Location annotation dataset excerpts
######
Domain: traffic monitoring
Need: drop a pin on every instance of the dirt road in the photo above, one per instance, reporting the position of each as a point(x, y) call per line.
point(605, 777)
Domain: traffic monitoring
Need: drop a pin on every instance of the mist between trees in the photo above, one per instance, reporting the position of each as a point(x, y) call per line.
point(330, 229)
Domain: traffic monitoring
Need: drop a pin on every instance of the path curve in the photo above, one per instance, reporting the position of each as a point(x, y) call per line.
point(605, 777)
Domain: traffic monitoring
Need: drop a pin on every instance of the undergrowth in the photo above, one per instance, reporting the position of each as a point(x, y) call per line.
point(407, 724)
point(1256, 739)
######
**What you should do**
Reproduce each line verbatim.

**Response to this task**
Domain: traffic monitoring
Need: drop a pin on every instance of the dirt road in the photo above, one per instance, reporting the position of each as a point(x, y) call per line.
point(605, 777)
Domain: traffic monitoring
Need: drop a pin on every instance of the mist between trees in the photo above, one per instance, reporting the position of each as a point(x, y) call per line.
point(330, 229)
Domain: traffic monitoring
Need: drop a pin on every instance of the path curve in the photo above, one per instance, reporting the position of each as a point(x, y) call per line.
point(605, 777)
Domain: traffic monitoring
Need: drop a pin on every instance of the undergrowth in the photo above, one per instance, reporting the position of each as a point(x, y) call per line.
point(407, 724)
point(1256, 739)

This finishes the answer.